*** Input for this task

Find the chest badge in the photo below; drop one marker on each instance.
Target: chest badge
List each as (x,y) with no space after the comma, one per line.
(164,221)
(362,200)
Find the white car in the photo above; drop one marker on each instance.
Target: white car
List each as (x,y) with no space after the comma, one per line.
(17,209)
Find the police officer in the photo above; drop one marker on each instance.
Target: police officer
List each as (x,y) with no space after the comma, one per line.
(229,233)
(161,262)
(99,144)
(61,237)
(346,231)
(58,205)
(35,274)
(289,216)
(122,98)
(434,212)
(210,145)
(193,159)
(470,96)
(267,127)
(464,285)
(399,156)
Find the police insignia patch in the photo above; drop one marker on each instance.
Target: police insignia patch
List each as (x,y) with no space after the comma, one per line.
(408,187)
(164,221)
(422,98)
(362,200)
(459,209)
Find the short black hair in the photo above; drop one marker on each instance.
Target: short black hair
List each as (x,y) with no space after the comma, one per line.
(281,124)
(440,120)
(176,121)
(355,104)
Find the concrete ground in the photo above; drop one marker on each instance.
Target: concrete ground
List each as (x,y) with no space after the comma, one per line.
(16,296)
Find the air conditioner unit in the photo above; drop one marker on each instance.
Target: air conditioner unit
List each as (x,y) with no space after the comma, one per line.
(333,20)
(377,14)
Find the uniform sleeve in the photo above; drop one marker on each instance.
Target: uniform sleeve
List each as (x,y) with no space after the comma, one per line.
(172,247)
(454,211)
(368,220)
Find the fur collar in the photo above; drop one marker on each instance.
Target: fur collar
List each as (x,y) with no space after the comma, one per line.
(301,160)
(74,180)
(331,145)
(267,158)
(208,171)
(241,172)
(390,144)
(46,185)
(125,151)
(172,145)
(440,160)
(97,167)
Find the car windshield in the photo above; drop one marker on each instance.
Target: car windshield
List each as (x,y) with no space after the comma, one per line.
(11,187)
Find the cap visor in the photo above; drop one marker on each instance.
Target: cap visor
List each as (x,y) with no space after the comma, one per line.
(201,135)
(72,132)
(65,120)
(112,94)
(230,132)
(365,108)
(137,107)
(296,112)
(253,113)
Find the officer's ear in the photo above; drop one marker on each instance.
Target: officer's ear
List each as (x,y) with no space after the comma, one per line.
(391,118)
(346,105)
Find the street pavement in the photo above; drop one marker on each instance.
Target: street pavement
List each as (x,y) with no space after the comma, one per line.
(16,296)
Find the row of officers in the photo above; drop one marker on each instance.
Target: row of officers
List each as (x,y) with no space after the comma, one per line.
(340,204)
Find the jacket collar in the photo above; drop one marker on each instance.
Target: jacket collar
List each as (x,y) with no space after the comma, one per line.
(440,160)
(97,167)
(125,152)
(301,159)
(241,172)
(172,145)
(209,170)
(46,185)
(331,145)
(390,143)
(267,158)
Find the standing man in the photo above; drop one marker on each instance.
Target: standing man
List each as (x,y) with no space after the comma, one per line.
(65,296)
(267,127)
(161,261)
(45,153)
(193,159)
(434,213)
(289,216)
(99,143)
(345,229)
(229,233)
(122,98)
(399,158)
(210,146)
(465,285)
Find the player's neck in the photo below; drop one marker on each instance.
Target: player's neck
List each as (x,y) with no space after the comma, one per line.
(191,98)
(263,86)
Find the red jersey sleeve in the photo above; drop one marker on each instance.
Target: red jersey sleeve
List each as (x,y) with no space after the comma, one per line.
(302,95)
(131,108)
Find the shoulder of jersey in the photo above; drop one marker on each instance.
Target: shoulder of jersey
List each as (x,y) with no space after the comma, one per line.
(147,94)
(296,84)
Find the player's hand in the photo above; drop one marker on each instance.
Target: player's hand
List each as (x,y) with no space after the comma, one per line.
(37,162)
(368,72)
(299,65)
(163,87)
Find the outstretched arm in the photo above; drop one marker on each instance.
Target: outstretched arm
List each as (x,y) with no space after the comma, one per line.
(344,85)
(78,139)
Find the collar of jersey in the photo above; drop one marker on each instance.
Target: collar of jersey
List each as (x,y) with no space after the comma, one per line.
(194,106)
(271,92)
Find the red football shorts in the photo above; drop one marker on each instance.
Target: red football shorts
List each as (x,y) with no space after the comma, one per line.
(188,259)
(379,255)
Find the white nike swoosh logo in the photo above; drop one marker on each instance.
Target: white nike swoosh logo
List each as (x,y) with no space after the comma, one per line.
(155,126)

******
*** Input for this task

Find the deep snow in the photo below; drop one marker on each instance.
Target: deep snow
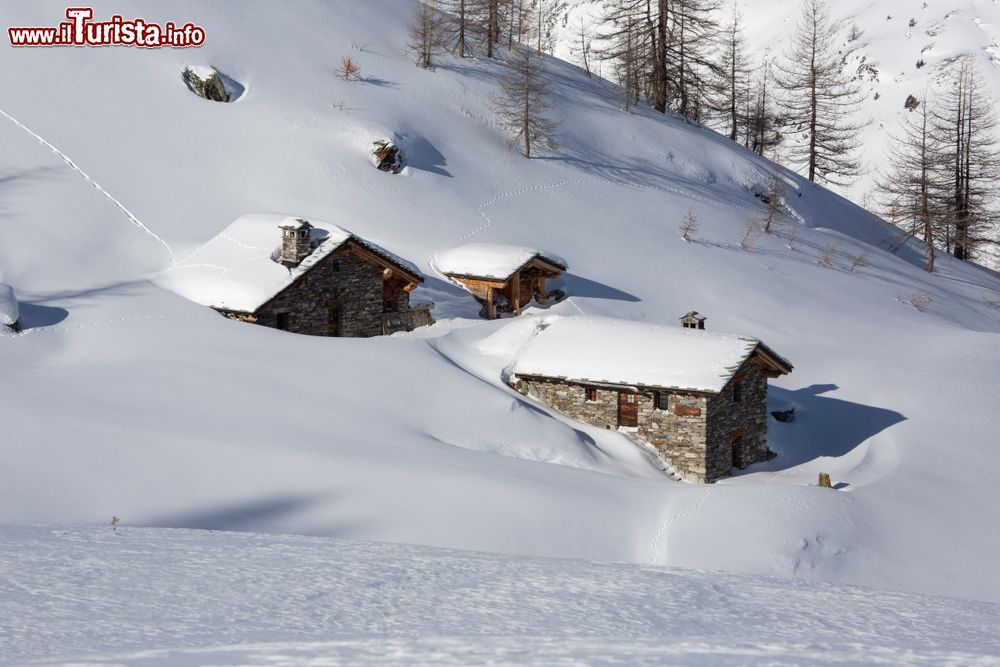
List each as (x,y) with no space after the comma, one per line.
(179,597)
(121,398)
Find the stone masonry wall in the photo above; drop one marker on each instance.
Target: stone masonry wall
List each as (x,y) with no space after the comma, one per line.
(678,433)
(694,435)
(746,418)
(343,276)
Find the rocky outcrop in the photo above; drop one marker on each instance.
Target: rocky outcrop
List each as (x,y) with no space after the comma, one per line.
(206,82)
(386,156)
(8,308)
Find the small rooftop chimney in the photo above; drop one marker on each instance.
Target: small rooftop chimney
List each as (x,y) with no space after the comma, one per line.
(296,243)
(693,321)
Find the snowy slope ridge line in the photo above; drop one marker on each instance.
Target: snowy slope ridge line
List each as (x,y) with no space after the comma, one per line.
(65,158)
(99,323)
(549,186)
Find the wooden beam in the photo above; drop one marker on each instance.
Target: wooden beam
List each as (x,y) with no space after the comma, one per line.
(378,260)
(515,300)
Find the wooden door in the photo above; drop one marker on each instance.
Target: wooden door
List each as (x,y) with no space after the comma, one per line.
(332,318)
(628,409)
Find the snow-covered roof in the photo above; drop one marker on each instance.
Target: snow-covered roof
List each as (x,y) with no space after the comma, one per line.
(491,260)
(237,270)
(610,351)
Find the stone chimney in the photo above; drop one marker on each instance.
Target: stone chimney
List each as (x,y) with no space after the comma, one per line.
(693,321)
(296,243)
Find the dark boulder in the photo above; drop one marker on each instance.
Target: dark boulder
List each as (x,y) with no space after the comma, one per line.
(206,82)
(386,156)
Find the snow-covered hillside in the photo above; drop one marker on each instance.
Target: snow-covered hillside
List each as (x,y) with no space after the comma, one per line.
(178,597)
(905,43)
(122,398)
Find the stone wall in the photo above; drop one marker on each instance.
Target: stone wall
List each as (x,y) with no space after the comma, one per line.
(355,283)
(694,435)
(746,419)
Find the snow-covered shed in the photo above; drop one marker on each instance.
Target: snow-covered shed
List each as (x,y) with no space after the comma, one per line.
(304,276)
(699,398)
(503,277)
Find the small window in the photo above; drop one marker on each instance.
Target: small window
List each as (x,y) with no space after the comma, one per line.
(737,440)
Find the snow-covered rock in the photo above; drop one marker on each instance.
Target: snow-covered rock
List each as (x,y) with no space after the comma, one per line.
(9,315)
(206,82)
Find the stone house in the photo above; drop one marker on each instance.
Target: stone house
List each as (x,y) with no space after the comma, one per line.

******

What to produce: Identify every line of the listing that contains the string "nike", and copy each such line in full.

Finished answer:
Find the white nike swoosh logo in the photo above; drop one marker on each instance.
Target: white nike swoosh logo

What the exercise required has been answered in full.